Contour labeling items
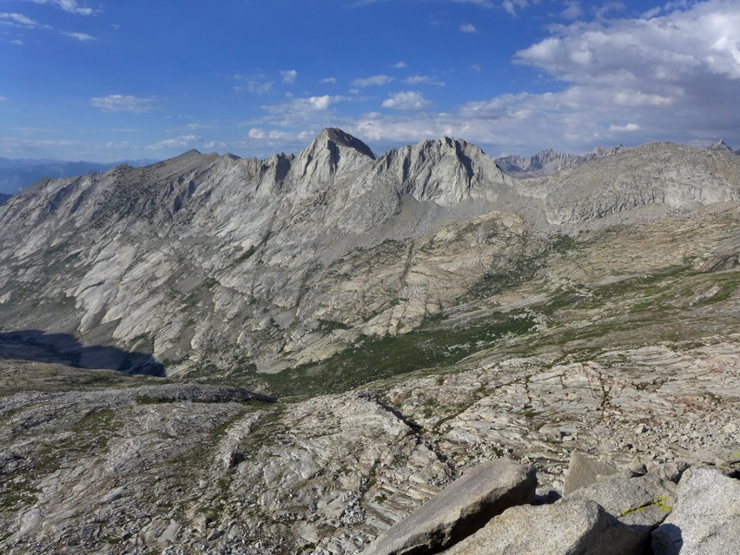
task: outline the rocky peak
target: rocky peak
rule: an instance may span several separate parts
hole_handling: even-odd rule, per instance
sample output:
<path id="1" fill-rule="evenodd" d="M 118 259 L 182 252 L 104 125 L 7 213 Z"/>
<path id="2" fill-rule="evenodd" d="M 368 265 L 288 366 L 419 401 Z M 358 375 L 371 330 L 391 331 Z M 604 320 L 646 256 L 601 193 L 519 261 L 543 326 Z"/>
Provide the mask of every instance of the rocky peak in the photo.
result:
<path id="1" fill-rule="evenodd" d="M 480 147 L 450 137 L 392 150 L 377 168 L 395 174 L 400 192 L 440 205 L 485 196 L 491 184 L 505 181 Z"/>
<path id="2" fill-rule="evenodd" d="M 341 129 L 327 128 L 298 155 L 295 175 L 325 181 L 336 173 L 355 170 L 373 160 L 373 151 L 360 139 Z"/>
<path id="3" fill-rule="evenodd" d="M 505 172 L 513 175 L 523 175 L 525 177 L 543 176 L 577 166 L 583 162 L 588 162 L 589 160 L 611 156 L 612 154 L 616 154 L 622 150 L 624 150 L 622 145 L 617 145 L 615 147 L 597 147 L 589 153 L 578 155 L 565 154 L 557 152 L 552 148 L 548 148 L 530 157 L 520 156 L 517 154 L 503 156 L 501 158 L 497 158 L 496 163 Z"/>

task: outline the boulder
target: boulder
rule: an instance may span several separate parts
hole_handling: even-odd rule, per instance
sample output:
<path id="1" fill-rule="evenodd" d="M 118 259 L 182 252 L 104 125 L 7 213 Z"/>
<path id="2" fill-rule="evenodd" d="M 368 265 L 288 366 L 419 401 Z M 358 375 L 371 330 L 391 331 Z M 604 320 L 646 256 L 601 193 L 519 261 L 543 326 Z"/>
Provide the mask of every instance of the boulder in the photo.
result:
<path id="1" fill-rule="evenodd" d="M 737 553 L 740 480 L 717 469 L 693 467 L 678 484 L 678 501 L 653 532 L 655 555 Z"/>
<path id="2" fill-rule="evenodd" d="M 639 553 L 640 535 L 586 499 L 519 506 L 495 517 L 448 555 L 510 553 L 629 555 Z"/>
<path id="3" fill-rule="evenodd" d="M 647 536 L 671 512 L 680 476 L 676 463 L 669 463 L 644 476 L 611 476 L 599 480 L 578 489 L 569 498 L 595 501 L 609 514 Z"/>
<path id="4" fill-rule="evenodd" d="M 568 470 L 565 471 L 563 495 L 573 493 L 578 488 L 590 486 L 600 476 L 610 476 L 616 471 L 617 469 L 610 464 L 573 451 L 568 462 Z"/>
<path id="5" fill-rule="evenodd" d="M 472 468 L 373 543 L 372 555 L 435 553 L 473 534 L 514 505 L 529 503 L 534 471 L 509 459 Z"/>

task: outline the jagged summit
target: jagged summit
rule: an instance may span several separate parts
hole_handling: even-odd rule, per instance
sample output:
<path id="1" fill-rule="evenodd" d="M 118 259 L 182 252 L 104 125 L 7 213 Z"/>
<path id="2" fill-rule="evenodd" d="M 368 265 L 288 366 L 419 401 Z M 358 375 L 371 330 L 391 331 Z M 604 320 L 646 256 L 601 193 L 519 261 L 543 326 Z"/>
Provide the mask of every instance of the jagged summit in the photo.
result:
<path id="1" fill-rule="evenodd" d="M 360 154 L 364 154 L 368 158 L 372 158 L 373 160 L 375 160 L 375 154 L 369 146 L 367 146 L 357 137 L 354 137 L 339 128 L 327 127 L 325 129 L 322 129 L 321 133 L 319 133 L 312 142 L 312 144 L 322 145 L 325 145 L 327 143 L 333 143 L 338 147 L 352 148 Z"/>
<path id="2" fill-rule="evenodd" d="M 552 148 L 547 148 L 529 157 L 516 154 L 502 156 L 496 159 L 496 163 L 501 169 L 512 175 L 523 177 L 543 176 L 577 166 L 583 162 L 611 156 L 622 150 L 624 150 L 622 145 L 615 147 L 596 147 L 587 154 L 578 155 L 565 154 L 557 152 Z"/>
<path id="3" fill-rule="evenodd" d="M 360 139 L 329 127 L 298 155 L 296 175 L 312 182 L 323 182 L 336 173 L 358 169 L 374 160 L 375 154 Z"/>

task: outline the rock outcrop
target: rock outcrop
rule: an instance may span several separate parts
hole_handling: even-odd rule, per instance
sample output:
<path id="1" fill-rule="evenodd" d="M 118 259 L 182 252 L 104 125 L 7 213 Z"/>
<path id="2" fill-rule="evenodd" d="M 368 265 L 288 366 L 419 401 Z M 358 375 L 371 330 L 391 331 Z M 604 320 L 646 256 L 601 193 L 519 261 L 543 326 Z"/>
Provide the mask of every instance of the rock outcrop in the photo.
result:
<path id="1" fill-rule="evenodd" d="M 622 145 L 612 148 L 595 148 L 587 154 L 563 154 L 548 148 L 527 157 L 519 155 L 501 156 L 496 164 L 506 173 L 517 177 L 542 177 L 552 175 L 567 168 L 572 168 L 589 160 L 611 156 L 624 150 Z"/>
<path id="2" fill-rule="evenodd" d="M 716 468 L 690 468 L 668 518 L 653 532 L 656 555 L 732 553 L 740 545 L 740 481 Z"/>
<path id="3" fill-rule="evenodd" d="M 494 516 L 534 498 L 534 472 L 507 459 L 466 472 L 393 525 L 368 553 L 435 553 L 474 533 Z"/>

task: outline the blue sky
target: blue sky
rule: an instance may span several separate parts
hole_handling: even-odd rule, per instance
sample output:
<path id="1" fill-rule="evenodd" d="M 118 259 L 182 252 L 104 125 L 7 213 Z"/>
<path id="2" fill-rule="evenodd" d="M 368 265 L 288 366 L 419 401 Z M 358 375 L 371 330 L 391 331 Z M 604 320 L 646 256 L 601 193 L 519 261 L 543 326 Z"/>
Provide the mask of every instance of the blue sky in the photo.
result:
<path id="1" fill-rule="evenodd" d="M 0 0 L 0 156 L 740 147 L 740 2 Z"/>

▶ [What you need to do]: All the material shown above is to be copied exactly, with no pictures carried over.

▶ [Result]:
task: outline the rocky peak
target: rocky peak
rule: an instance may span several separate parts
hole_handling: even-odd rule, per instance
sample output:
<path id="1" fill-rule="evenodd" d="M 118 259 L 182 252 L 104 125 L 7 213 Z"/>
<path id="2" fill-rule="evenodd" d="M 368 265 L 288 366 L 419 401 Z M 358 375 L 371 330 L 391 331 Z M 604 320 L 646 256 L 601 193 L 519 261 L 543 326 Z"/>
Provide the mask of every instance of the rocky peak in the photo.
result:
<path id="1" fill-rule="evenodd" d="M 480 147 L 450 137 L 392 150 L 377 168 L 395 174 L 400 192 L 440 205 L 485 196 L 491 184 L 505 181 Z"/>
<path id="2" fill-rule="evenodd" d="M 341 129 L 327 128 L 298 155 L 295 175 L 325 181 L 336 173 L 355 170 L 373 160 L 373 151 L 360 139 Z"/>
<path id="3" fill-rule="evenodd" d="M 505 172 L 513 175 L 523 175 L 525 177 L 543 176 L 577 166 L 583 162 L 588 162 L 589 160 L 611 156 L 612 154 L 616 154 L 622 150 L 624 150 L 622 145 L 617 145 L 615 147 L 597 147 L 589 153 L 578 155 L 565 154 L 557 152 L 552 148 L 548 148 L 530 157 L 520 156 L 517 154 L 503 156 L 501 158 L 497 158 L 496 163 Z"/>

task: outline the boulder
target: boulder
rule: an instance may span several separate parts
hole_handling: even-odd rule, per instance
sample output:
<path id="1" fill-rule="evenodd" d="M 118 259 L 182 252 L 104 125 L 7 213 Z"/>
<path id="2" fill-rule="evenodd" d="M 368 265 L 288 366 L 419 401 Z M 358 375 L 371 330 L 391 331 Z M 604 320 L 646 256 L 601 193 L 519 261 L 543 326 Z"/>
Provide the mask of every instance of the boulder in the photo.
result:
<path id="1" fill-rule="evenodd" d="M 737 553 L 740 480 L 717 469 L 693 467 L 678 484 L 678 501 L 653 532 L 655 555 Z"/>
<path id="2" fill-rule="evenodd" d="M 639 553 L 640 535 L 586 499 L 519 506 L 495 517 L 448 555 L 510 553 L 629 555 Z"/>
<path id="3" fill-rule="evenodd" d="M 647 536 L 671 512 L 680 476 L 676 463 L 669 463 L 644 476 L 611 476 L 599 480 L 578 489 L 569 498 L 595 501 L 609 514 Z"/>
<path id="4" fill-rule="evenodd" d="M 568 470 L 565 471 L 563 495 L 573 493 L 578 488 L 590 486 L 600 476 L 610 476 L 616 471 L 617 469 L 610 464 L 573 451 L 568 462 Z"/>
<path id="5" fill-rule="evenodd" d="M 472 468 L 373 543 L 372 555 L 435 553 L 473 534 L 514 505 L 529 503 L 534 471 L 509 459 Z"/>

task: outline the jagged summit
target: jagged summit
rule: an instance may span several separate parts
hole_handling: even-odd rule, per instance
sample output:
<path id="1" fill-rule="evenodd" d="M 118 259 L 182 252 L 104 125 L 7 213 Z"/>
<path id="2" fill-rule="evenodd" d="M 368 265 L 288 366 L 419 401 Z M 358 375 L 371 330 L 391 331 Z M 604 320 L 646 256 L 601 193 L 519 261 L 543 326 Z"/>
Provide the mask of every instance of the jagged summit in the photo.
result:
<path id="1" fill-rule="evenodd" d="M 360 154 L 364 154 L 368 158 L 372 158 L 373 160 L 375 160 L 375 154 L 369 146 L 367 146 L 357 137 L 354 137 L 339 128 L 327 127 L 325 129 L 322 129 L 321 133 L 319 133 L 312 142 L 312 144 L 322 145 L 325 145 L 327 143 L 333 143 L 338 147 L 352 148 Z"/>
<path id="2" fill-rule="evenodd" d="M 552 148 L 547 148 L 529 157 L 516 154 L 502 156 L 496 159 L 496 163 L 501 169 L 512 175 L 523 177 L 543 176 L 577 166 L 583 162 L 611 156 L 622 150 L 624 150 L 622 145 L 615 147 L 596 147 L 587 154 L 578 155 L 565 154 L 557 152 Z"/>
<path id="3" fill-rule="evenodd" d="M 360 139 L 329 127 L 298 155 L 296 175 L 312 182 L 323 182 L 336 173 L 358 169 L 374 160 L 375 154 Z"/>

task: outline the rock outcrop
target: rock outcrop
rule: an instance may span several separate parts
hole_handling: even-odd rule, per instance
sample output:
<path id="1" fill-rule="evenodd" d="M 118 259 L 182 252 L 104 125 L 7 213 Z"/>
<path id="2" fill-rule="evenodd" d="M 368 265 L 288 366 L 419 401 Z M 358 375 L 371 330 L 391 331 Z M 604 320 L 646 256 L 601 193 L 519 261 L 543 326 Z"/>
Provide the mask of every instance of the rock outcrop in the photo.
result:
<path id="1" fill-rule="evenodd" d="M 622 145 L 612 148 L 595 148 L 587 154 L 563 154 L 548 148 L 527 157 L 519 155 L 501 156 L 496 164 L 506 173 L 517 177 L 542 177 L 552 175 L 567 168 L 572 168 L 589 160 L 611 156 L 624 150 Z"/>
<path id="2" fill-rule="evenodd" d="M 716 468 L 690 468 L 668 518 L 653 532 L 656 555 L 732 553 L 740 545 L 740 481 Z"/>
<path id="3" fill-rule="evenodd" d="M 494 516 L 534 498 L 534 472 L 507 459 L 466 472 L 393 525 L 368 553 L 435 553 L 474 533 Z"/>

task: outline the blue sky
target: blue sky
rule: an instance may span several separate parts
hole_handling: even-odd rule, per instance
sample output:
<path id="1" fill-rule="evenodd" d="M 118 259 L 182 252 L 104 125 L 7 213 Z"/>
<path id="2" fill-rule="evenodd" d="M 368 265 L 288 366 L 419 401 Z M 358 375 L 371 330 L 391 331 Z M 604 320 L 646 256 L 601 193 L 519 261 L 543 326 Z"/>
Provide the mask of every instance of the blue sky in the photo.
result:
<path id="1" fill-rule="evenodd" d="M 0 0 L 0 156 L 740 147 L 740 2 Z"/>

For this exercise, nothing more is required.